··· Text segment ···
MacArthur (officially John R. MacArthur) recalls the first time
he went to the Spectator office, as a freshman. The managing
editor, Dave Smith ’75, “proceeded to give me the greatest
sales pitch, the most inspirational speech about why I or anybody
should go into the news business that I’ve heard. It was all
about crusading journalism, having an impact on the country and
on politics (‘I get a charge out of shaking things up because
it’s fun’), but if you take it seriously and do it right,
you could really do some good. Dave [now The New York Times’
Media section editor] changed my life. He got me into Spectator,
and that’s where I learned how to be a reporter.”
Born in 1956, MacArthur grew up near Chicago in the tony suburb
of Winnetka, Ill. He says he was perhaps predestined to be a journalist
because his great-uncle, Charles MacArthur, co-wrote the classic
newspaper comedy play The Front Page. MacArthur’s future
as an iconoclast also may have been inevitable because he describes
his parents as mavericks. His father, Roderick, told him to figure
things out on his own.
“My father said, ‘Don’t believe what the government
tells you. Don’t believe what the politicians and the businessmen
tell you. So much of it is self-serving.’ For a successful
businessman, my father was unbelievably anti-establishment.”
MacArthur’s grandfather, John D. MacArthur, a billionaire
insurance and real estate tycoon, was a maverick, too.
“My grandfather instilled a spirit of independence. He didn’t
belong to clubs; he went his own way. He was conventionally right
wing, but he didn’t give money to politicians. He may have
backed a tax assessor in Palm Beach County, might have tried to
bribe him … but it was strictly business. His ideological
thoughts were primitive. His interest in politics didn’t go
beyond what it took to buy influence for his vast businesses.
“He lived modestly, some would say shabbily, in Florida.
···
What to produce: Pick up the piece on John R. MacArthur right after its last sentence and keep writing it.
··· Supplied entries ···
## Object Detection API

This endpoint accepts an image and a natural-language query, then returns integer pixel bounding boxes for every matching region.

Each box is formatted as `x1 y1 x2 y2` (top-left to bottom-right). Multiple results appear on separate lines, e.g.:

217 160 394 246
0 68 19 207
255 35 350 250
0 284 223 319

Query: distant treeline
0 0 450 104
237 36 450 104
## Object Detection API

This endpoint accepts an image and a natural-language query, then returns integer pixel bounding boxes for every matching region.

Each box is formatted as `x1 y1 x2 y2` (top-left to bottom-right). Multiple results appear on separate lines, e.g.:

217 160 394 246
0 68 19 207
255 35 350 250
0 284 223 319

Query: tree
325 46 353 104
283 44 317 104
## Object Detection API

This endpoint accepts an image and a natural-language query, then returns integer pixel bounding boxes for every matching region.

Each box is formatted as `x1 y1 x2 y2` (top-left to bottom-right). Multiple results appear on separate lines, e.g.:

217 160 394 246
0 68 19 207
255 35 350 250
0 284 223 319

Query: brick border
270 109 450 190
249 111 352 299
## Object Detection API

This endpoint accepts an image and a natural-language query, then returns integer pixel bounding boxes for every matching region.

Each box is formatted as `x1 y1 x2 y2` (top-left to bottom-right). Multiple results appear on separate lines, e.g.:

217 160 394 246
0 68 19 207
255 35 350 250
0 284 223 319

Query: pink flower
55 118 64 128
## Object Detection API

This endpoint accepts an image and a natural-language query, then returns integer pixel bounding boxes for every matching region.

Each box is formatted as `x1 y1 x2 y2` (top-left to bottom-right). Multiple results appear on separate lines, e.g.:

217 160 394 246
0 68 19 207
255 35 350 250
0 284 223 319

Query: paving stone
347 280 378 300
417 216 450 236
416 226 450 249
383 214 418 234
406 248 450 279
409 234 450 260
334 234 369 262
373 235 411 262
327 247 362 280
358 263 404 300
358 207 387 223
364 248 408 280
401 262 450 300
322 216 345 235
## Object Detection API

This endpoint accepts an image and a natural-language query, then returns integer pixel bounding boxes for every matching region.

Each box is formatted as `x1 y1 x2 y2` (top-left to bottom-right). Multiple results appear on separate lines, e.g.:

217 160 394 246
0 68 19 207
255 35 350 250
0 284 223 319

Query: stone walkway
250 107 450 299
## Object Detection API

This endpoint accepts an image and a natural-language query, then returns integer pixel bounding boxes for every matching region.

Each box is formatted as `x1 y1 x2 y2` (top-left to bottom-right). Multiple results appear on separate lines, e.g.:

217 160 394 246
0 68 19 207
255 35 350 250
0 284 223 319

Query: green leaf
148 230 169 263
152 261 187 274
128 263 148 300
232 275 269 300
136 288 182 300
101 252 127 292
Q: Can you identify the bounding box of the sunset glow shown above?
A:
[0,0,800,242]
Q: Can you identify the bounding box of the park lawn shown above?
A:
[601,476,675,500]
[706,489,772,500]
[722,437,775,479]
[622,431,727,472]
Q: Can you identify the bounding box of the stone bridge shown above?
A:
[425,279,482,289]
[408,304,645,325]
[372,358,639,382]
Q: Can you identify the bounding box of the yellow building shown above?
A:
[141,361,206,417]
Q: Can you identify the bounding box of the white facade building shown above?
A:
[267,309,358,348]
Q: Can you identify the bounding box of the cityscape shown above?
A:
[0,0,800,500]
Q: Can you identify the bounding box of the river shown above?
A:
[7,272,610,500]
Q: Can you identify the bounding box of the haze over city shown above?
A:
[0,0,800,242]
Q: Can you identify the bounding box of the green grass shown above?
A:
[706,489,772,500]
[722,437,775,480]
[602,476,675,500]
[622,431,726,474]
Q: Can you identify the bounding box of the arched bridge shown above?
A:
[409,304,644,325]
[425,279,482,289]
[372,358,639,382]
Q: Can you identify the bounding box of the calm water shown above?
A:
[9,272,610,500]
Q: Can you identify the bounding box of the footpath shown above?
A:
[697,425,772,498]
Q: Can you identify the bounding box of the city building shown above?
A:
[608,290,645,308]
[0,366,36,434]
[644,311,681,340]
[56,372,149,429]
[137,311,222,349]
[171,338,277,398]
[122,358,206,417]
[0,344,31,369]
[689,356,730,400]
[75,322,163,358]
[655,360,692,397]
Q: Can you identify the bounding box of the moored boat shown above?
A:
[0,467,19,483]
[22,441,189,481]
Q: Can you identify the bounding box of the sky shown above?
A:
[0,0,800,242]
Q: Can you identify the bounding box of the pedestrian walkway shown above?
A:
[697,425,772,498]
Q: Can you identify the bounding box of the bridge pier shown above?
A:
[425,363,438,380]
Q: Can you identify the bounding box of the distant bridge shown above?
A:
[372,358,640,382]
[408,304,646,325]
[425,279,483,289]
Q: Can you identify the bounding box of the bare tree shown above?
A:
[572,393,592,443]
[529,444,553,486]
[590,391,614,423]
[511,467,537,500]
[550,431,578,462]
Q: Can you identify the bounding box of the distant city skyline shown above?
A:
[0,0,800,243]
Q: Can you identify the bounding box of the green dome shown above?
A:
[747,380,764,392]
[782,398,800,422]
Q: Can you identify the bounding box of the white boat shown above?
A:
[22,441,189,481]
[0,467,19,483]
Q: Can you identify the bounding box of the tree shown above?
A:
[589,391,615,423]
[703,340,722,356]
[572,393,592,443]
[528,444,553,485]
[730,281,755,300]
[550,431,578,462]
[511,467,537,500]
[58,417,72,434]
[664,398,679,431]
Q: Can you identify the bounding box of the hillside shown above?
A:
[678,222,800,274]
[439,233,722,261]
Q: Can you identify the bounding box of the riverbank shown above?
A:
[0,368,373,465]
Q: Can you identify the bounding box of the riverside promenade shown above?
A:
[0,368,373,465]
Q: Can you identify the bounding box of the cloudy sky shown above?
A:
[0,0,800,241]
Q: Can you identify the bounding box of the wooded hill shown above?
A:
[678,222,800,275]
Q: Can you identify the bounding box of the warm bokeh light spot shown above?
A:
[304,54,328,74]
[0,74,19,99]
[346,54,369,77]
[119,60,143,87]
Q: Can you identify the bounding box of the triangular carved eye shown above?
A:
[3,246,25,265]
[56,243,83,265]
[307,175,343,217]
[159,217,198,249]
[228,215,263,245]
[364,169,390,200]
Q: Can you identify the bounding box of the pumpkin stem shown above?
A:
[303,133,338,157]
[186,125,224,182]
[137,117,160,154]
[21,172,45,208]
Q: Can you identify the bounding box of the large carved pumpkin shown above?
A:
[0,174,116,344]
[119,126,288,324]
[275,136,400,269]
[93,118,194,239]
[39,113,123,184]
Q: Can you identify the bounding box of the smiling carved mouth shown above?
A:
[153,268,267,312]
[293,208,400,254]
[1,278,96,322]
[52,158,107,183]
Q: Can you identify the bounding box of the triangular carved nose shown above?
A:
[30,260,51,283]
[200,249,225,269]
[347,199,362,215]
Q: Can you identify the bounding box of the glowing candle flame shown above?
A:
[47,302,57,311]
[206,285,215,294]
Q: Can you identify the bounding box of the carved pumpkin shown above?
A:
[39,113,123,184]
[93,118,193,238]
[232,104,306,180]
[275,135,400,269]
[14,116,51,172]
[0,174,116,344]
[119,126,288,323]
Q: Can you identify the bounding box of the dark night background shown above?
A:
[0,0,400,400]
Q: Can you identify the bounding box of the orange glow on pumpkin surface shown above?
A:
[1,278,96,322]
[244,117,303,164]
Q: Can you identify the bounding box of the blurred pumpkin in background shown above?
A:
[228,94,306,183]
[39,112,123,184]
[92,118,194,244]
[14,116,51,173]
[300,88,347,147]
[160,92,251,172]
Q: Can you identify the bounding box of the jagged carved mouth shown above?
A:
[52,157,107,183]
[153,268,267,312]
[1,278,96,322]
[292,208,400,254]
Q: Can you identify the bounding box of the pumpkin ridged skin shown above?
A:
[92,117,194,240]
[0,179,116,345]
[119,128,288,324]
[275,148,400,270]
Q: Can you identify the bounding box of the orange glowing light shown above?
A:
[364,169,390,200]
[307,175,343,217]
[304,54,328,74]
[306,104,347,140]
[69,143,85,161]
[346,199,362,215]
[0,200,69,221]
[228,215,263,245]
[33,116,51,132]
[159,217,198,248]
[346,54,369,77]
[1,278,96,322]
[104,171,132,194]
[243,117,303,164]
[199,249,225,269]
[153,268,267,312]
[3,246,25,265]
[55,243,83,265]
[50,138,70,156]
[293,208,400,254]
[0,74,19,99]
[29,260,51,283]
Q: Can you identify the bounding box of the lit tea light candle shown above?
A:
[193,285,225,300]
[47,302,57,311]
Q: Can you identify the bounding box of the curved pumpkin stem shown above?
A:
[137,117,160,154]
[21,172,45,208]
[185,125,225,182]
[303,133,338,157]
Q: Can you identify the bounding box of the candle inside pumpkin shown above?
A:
···
Answer space:
The only luxuries he allowed himself were a swimming pool and a
huge aviary with hundreds of parakeets.”
MacArthur says he believed it when his grandfather “announced
he was disinheriting us at an early age. My father told us, seriously,
‘Do not expect to get a dime from him. You’re going
to have to work.’ They didn’t get along, even though
my father worked for him for a long time.”
MacArthur says that his family, which included a brother and a
sister, lived an upper-middle class life. “We were living
on my father’s salary, which was good. We went to the top
schools, but I knew from the age of 8 or 9 that my grandfather would
leave [his money] to his parakeets.”
John D.’s money didn’t go to the parakeets, but it
didn’t go to MacArthur and his family, either. It went to
the John D. and Catherine T. MacArthur Foundation. There was considerable
tension between the foundation’s board members and MacArthur’s
father.
“He’s on the board with my grandfather’s cronies,
and they are unalterably hostile to him,” recalls MacArthur.
“In the first couple of years, it’s just a pitched battle,
except that my father loses every vote.” Then, Roderick persuaded
the conservative board to add liberal academics “to make it
more even ideologically.” In the following two years, MacArthur
says, “It was a regular horse trading board. ‘You back
my project, and I’ll back yours.’
“Some good things came out of it. My father saved the last
piece of pristine coastline in Florida, now called John D. MacArthur
State Park, and he set up the genius program [the prestigious MacArthur
Fellows Program]. And we rescued Harper’s.”
Eventually, though, Roderick, suspecting that the foundation was
set up so that John D. could evade taxes, threatened to sue the
foundation to break up the estate and to sue his fellow board members
for self-dealing and being in violation of fiduciary laws.
Then Roderick was diagnosed with terminal pancreatic cancer.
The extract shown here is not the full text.